▶ [Problem statement] Copy out the lines below with "scene" changed to "frame" everywhere it appears and nothing else altered. Leave the picture out of your copy.

+ + + + + + +

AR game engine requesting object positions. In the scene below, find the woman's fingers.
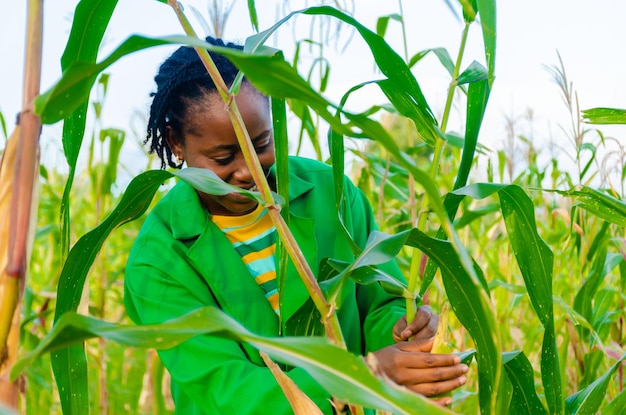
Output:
[393,306,439,342]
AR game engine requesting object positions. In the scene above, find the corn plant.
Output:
[0,0,626,414]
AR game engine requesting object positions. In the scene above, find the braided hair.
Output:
[144,36,245,169]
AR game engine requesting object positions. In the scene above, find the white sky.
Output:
[0,0,626,187]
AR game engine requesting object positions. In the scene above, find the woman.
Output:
[125,38,467,414]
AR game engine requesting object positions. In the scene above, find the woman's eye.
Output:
[254,141,270,153]
[214,156,235,166]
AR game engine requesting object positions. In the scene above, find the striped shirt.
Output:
[211,205,279,314]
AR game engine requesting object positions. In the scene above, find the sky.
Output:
[0,0,626,185]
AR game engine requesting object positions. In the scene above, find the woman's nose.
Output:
[233,154,252,183]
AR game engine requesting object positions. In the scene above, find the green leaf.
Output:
[420,73,490,295]
[0,403,18,415]
[51,171,172,414]
[502,351,548,415]
[582,108,626,124]
[409,48,454,76]
[52,0,117,414]
[376,13,402,37]
[55,170,172,321]
[557,186,626,227]
[170,167,283,206]
[407,229,502,414]
[602,389,626,415]
[303,6,442,146]
[11,306,452,414]
[499,185,563,413]
[476,0,497,89]
[248,0,259,33]
[456,61,489,85]
[453,183,562,413]
[35,36,171,124]
[565,354,626,415]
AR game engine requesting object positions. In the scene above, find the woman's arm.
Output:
[125,252,332,414]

+ + + + + + +

▶ [Final result]
AR game engine requesting object positions. In the frame below, find the woman's fingers.
Output:
[393,306,439,342]
AR game engine requesting object positions. In the frame above, find the corn plant.
Output:
[0,0,626,414]
AR game engine requesting object positions. In the frame above, find the braided hair.
Output:
[144,36,245,169]
AR game engine requesting object positions. In the frame above, find the white sky.
Output:
[0,0,626,187]
AR game engine requesting object positions. In the frame above, find the woman.
Output:
[125,38,467,414]
AR game engine requesting object positions. In the frame above, find the woman's eye.
Output:
[254,141,270,153]
[214,156,235,166]
AR game engine requesting object positions. In the frame above, find the striped shirt.
Output:
[211,205,279,314]
AR game engine requesting object positions. In the frame above, find the sky.
Output:
[0,0,626,185]
AR game engine requesting object positions. In the frame above, find the woman's nose.
Output:
[233,154,252,183]
AR game engine requesting object positions. In the frame above, find the green leaf.
Output:
[420,73,490,295]
[0,403,18,415]
[51,171,172,414]
[502,351,548,415]
[582,108,626,124]
[409,48,454,76]
[52,0,117,414]
[376,13,402,37]
[55,170,172,321]
[557,186,626,227]
[170,167,283,206]
[407,229,502,414]
[602,389,626,415]
[303,6,442,146]
[11,306,452,414]
[499,185,563,413]
[476,0,497,89]
[248,0,259,33]
[456,61,489,85]
[453,183,562,413]
[35,36,171,124]
[565,354,626,415]
AR game engine requesting object positions. In the frame above, find the woman's arm.
Output:
[125,252,332,414]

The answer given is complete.